Abaküs Yazılım
9. Hukuk Dairesi
Esas No: 2016/13792
Karar No: 2020/2190

Yargıtay 9. Hukuk Dairesi 2016/13792 Esas 2020/2190 Karar Sayılı İlamı

9. Hukuk Dairesi         2016/13792 E.  ,  2020/2190 K.

    "İçtihat Metni"


    MAHKEMESİ :İŞ MAHKEMESİ

    Taraflar arasında görülen dava sonucunda verilen kararın, temyizen incelenmesi taraflar vekillerince istenilmekle, temyiz taleplerinin süresinde olduğu anlaşıldı. Dava dosyası için Tetkik Hakimi tarafından düzenlenen rapor dinlendikten sonra dosya incelendi, gereği konuşulup düşünüldü:

    YARGITAY KARARI

    A) Davacı isteminin özeti:
    Davacı vekili, müvekkilinin önce ... Grup bünyesindeki ... Lojistik şirketinde ve devamında hizmet akdinin devri suretiyle davalı şirkette, 18.03.2011-14.06.2012 tarihleri arasında “uluslararası tır şoförü” olarak, aylık 1.125,00 € sabit ücret ve sefer başına 150,00 € sefer primi karşılığında çalıştığını, iş akdinin davalı işveren tarafından haksız ve önelsiz feshedildiğini, bir kısım işçilik alacaklarının ödenmediğini ileri sürerek kıdem tazminatı, ihbar tazminatı, ücret, yıllık izin ücreti, ulusal bayram genel tatil ücreti alacaklarını istemiştir.

◆ **Görev A**:
Yargıtay kararındaki davacı isteminin özetine göre davacı davalı şirkette hangi görevle çalışmıştır?
◆ **Görev B**:
Yargıtay kararının metnini, gösterilen son cümleden sonrasıyla sürdürün.

◆ **Kayıtlı girdiler**:
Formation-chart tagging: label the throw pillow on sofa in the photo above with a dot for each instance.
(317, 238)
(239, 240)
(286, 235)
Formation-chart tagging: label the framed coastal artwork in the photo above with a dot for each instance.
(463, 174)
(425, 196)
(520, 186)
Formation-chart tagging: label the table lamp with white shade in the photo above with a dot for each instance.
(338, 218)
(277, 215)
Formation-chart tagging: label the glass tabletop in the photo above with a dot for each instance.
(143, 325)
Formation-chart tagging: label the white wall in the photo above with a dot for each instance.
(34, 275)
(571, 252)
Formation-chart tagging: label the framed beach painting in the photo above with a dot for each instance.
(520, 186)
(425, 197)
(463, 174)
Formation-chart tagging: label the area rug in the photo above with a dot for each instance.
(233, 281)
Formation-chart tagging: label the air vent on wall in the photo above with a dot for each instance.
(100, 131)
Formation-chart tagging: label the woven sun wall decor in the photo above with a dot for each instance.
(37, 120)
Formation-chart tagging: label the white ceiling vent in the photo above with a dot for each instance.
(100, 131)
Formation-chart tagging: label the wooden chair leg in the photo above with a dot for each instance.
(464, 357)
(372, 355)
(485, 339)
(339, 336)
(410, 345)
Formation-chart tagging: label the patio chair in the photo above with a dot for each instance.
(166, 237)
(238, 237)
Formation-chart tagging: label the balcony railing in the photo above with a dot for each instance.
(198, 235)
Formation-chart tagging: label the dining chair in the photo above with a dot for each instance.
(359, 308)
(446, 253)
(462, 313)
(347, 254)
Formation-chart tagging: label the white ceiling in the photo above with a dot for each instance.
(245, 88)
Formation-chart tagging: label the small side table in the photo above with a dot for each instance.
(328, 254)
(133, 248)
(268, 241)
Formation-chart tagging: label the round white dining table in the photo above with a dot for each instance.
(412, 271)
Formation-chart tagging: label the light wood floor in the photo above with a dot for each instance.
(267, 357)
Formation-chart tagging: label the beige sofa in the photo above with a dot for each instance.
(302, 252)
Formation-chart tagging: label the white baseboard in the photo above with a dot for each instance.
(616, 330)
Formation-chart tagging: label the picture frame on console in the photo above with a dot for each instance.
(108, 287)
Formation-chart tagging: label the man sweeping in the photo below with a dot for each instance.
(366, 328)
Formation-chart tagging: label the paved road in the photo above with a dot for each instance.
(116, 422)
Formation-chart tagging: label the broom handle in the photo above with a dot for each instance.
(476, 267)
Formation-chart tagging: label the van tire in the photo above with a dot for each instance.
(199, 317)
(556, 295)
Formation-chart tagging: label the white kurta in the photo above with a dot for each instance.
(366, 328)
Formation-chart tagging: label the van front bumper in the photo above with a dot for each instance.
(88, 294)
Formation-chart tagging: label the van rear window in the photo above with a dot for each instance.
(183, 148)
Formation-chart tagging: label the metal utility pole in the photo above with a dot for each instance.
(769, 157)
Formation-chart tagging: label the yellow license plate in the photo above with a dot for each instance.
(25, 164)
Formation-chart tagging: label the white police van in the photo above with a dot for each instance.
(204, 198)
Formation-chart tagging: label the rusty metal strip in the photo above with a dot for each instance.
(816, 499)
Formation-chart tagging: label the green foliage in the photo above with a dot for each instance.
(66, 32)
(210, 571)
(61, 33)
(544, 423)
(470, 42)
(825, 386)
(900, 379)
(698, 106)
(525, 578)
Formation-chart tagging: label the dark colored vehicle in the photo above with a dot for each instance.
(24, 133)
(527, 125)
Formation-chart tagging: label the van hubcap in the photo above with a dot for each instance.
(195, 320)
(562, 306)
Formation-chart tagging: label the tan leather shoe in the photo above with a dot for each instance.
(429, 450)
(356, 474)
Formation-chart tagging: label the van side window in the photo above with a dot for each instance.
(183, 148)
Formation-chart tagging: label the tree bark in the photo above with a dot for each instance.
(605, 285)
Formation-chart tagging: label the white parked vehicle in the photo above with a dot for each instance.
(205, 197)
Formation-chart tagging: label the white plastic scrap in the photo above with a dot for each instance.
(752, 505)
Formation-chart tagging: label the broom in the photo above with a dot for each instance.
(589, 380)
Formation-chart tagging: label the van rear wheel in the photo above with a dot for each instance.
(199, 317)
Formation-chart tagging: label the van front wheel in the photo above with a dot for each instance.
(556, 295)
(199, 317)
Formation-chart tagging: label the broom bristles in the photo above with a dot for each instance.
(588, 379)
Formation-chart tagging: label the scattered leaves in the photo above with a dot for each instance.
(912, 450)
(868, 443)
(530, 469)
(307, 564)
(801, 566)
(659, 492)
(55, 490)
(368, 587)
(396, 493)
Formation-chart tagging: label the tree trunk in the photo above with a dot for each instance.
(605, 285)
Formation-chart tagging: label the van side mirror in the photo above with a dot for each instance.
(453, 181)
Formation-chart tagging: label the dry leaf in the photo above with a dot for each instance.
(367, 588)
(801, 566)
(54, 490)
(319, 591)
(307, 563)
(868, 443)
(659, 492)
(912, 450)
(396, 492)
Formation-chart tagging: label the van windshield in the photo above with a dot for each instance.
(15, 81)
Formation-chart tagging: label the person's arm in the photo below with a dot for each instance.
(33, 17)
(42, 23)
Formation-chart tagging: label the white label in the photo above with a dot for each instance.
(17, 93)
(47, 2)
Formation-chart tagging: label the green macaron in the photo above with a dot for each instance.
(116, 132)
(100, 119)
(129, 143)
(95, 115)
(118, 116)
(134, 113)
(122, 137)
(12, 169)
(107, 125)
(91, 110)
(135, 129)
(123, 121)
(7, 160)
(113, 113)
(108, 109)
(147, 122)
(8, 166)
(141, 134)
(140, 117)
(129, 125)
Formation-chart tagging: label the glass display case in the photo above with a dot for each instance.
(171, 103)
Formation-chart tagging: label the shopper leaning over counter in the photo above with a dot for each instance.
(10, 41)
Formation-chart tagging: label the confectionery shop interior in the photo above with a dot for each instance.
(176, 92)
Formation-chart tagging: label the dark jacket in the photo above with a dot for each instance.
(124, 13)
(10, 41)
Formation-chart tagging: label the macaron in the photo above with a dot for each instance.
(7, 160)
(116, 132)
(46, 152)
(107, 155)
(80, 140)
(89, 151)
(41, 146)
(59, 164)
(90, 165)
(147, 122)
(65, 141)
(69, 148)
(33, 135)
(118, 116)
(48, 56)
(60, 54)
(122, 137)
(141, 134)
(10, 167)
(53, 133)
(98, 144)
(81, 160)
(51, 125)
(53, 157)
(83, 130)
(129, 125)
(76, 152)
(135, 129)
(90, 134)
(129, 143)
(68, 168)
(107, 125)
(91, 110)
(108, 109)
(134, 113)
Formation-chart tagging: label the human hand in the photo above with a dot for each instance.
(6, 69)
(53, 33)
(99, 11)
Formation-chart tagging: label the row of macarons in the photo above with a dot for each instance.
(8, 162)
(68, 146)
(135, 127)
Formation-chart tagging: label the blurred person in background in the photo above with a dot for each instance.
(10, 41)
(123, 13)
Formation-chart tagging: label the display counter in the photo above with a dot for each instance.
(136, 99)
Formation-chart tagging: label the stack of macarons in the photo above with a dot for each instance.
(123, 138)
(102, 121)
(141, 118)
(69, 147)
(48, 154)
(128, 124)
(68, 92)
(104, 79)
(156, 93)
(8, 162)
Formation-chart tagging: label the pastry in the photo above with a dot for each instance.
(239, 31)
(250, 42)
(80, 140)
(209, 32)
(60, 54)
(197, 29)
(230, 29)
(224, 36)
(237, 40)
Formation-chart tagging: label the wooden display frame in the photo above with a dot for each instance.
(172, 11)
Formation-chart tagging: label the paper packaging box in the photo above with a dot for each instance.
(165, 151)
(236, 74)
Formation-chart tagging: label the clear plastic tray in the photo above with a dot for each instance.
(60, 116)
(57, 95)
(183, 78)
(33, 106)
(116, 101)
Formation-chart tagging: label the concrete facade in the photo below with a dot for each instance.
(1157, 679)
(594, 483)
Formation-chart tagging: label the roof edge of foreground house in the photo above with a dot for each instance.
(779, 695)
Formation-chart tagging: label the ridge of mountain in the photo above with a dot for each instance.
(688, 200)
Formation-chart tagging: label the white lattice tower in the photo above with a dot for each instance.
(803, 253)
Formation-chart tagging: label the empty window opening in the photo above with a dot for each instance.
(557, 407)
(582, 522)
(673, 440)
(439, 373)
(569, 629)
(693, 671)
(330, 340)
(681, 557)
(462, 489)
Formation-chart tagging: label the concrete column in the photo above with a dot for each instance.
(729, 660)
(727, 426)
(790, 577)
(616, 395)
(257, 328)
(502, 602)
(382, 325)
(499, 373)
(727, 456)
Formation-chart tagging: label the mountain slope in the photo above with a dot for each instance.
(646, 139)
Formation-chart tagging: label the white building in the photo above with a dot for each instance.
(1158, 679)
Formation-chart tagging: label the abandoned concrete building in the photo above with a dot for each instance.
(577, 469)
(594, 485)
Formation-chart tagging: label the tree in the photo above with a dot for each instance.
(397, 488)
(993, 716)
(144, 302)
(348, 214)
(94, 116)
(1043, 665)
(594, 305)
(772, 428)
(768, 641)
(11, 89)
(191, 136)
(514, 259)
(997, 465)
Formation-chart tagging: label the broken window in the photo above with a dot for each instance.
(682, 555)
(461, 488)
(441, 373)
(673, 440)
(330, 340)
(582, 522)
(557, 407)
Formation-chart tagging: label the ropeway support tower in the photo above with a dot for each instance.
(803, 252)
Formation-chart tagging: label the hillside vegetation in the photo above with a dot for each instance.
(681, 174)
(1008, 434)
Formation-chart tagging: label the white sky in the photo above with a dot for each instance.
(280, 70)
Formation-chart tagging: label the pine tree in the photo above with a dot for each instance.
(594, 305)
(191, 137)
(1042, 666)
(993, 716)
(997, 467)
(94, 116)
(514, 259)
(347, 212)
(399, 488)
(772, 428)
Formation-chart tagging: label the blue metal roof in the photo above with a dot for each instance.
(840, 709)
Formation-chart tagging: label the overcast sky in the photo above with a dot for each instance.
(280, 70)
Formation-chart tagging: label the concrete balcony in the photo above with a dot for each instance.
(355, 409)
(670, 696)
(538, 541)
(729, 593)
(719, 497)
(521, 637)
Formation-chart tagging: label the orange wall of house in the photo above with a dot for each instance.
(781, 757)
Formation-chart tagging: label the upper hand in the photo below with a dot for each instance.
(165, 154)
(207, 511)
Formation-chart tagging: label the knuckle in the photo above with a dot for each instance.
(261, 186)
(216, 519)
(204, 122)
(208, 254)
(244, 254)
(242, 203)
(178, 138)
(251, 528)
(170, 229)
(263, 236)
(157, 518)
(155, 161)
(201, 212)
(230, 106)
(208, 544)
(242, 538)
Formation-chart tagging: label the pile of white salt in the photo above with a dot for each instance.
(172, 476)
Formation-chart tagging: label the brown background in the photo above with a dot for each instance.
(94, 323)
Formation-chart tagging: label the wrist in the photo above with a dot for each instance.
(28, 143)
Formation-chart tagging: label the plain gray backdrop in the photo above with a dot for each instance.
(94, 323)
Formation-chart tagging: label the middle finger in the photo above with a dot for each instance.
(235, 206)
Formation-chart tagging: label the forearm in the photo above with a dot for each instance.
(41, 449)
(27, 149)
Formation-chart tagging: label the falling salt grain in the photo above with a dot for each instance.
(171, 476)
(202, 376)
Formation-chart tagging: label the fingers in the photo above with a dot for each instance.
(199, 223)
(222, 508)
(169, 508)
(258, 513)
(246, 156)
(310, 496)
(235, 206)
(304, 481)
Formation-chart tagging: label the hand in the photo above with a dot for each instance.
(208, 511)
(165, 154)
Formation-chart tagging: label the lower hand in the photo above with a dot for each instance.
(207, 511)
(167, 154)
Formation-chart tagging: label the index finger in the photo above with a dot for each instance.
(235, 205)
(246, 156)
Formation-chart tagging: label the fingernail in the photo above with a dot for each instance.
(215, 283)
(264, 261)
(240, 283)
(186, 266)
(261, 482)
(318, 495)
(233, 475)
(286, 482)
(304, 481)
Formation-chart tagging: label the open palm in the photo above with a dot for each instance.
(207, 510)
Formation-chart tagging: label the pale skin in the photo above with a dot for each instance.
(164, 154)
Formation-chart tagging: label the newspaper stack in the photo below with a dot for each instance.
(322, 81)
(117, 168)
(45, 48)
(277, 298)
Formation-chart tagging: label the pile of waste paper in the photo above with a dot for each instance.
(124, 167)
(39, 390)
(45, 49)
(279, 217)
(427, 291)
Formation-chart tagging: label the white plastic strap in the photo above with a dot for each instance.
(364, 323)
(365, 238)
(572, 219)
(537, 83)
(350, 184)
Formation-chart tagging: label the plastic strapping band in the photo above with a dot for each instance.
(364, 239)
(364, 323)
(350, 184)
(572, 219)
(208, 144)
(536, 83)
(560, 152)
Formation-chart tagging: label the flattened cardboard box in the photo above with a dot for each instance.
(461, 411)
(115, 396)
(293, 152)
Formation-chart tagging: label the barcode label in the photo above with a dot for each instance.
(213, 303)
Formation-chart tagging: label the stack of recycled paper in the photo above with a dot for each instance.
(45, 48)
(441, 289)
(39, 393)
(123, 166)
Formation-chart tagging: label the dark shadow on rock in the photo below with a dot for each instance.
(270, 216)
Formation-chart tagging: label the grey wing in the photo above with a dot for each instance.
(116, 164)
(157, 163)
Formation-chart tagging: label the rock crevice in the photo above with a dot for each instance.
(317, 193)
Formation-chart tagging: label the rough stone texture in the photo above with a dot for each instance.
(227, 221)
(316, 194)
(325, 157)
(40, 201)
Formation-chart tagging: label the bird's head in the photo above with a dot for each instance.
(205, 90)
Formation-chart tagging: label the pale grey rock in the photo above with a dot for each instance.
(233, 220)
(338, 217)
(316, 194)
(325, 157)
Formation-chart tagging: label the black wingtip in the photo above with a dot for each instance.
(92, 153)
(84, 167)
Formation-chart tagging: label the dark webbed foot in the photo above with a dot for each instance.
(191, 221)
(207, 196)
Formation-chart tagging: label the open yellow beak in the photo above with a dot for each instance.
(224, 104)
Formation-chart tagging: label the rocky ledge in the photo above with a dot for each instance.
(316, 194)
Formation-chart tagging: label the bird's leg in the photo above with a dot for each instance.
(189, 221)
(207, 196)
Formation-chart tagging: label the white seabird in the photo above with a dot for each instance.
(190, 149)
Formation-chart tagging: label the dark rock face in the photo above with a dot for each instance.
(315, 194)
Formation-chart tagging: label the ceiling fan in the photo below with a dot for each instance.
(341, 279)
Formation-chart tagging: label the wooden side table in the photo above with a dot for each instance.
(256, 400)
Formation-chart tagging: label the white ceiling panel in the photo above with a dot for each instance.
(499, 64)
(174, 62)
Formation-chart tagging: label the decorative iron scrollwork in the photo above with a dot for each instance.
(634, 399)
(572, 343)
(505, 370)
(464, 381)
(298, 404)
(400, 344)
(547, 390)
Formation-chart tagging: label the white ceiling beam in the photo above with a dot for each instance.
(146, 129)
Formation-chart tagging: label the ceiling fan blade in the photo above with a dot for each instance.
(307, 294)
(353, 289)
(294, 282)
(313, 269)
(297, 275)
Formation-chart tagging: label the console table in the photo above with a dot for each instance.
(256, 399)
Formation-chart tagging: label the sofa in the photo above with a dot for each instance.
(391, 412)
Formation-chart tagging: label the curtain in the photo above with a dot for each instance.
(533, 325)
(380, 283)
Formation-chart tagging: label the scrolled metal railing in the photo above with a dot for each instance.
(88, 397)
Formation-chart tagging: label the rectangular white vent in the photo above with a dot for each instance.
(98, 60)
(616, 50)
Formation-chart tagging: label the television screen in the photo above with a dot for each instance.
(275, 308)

◆ **Beklenen çıktı A**:
Davacı, "uluslararası tır şoförü" olarak çalışmıştır.

◆ **Beklenen çıktı B**:
    B) Davalı cevabının özeti:
    Davalı vekili, davacının yurtdışı seferindeyken alkol aldığının tespit edilmesi üzerine iş akdinin haklı nedenle feshedildiğini, son ücretinin aylık net 700,00 TL olduğunu, yurtdışında bulunduğu zamana denk gelen genel tatil günlerinde çalışması halinde karşılığının bordrolarda tahakkuk edilerek ödendiğini, izinlerini kullandığını, iddia ve taleplerin yersiz olduğunu savunarak davanın reddini istemiştir.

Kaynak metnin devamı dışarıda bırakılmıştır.